### Exercise directions:
Output only the lines from the one holding "shrub above? Mark it with a dot." to the end of the data below, please, copied exactly.

### Given information:
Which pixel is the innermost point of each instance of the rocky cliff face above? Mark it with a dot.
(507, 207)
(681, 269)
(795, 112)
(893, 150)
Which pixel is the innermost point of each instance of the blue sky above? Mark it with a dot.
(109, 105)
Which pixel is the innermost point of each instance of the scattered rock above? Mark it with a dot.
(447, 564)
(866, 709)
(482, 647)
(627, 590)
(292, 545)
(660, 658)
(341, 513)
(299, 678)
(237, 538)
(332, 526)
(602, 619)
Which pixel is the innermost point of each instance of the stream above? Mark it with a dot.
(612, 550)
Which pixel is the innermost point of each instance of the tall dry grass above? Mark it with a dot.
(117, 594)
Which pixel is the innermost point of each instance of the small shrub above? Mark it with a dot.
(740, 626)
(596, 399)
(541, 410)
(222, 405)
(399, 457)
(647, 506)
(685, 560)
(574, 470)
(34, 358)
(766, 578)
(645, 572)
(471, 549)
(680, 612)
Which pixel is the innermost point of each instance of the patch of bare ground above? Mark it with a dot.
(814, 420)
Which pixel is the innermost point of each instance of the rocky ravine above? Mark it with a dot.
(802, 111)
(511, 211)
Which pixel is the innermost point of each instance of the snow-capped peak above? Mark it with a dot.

### Answer to the exercise:
Which pixel is the innermost point of each instance of the small shrub above? Mark it with a dot.
(740, 626)
(596, 399)
(541, 410)
(222, 405)
(399, 457)
(647, 506)
(685, 560)
(574, 470)
(34, 358)
(766, 578)
(645, 572)
(471, 549)
(680, 612)
Which pixel is the innermost point of each instance of the patch of bare ground above? Mark it with a dot.
(814, 420)
Which pixel is the innermost point of each instance of the rocky ravine above? Mark it with a dot.
(802, 111)
(511, 211)
Which pixel is the innermost point of each instance of the snow-capped peak above? Mark it with a dot.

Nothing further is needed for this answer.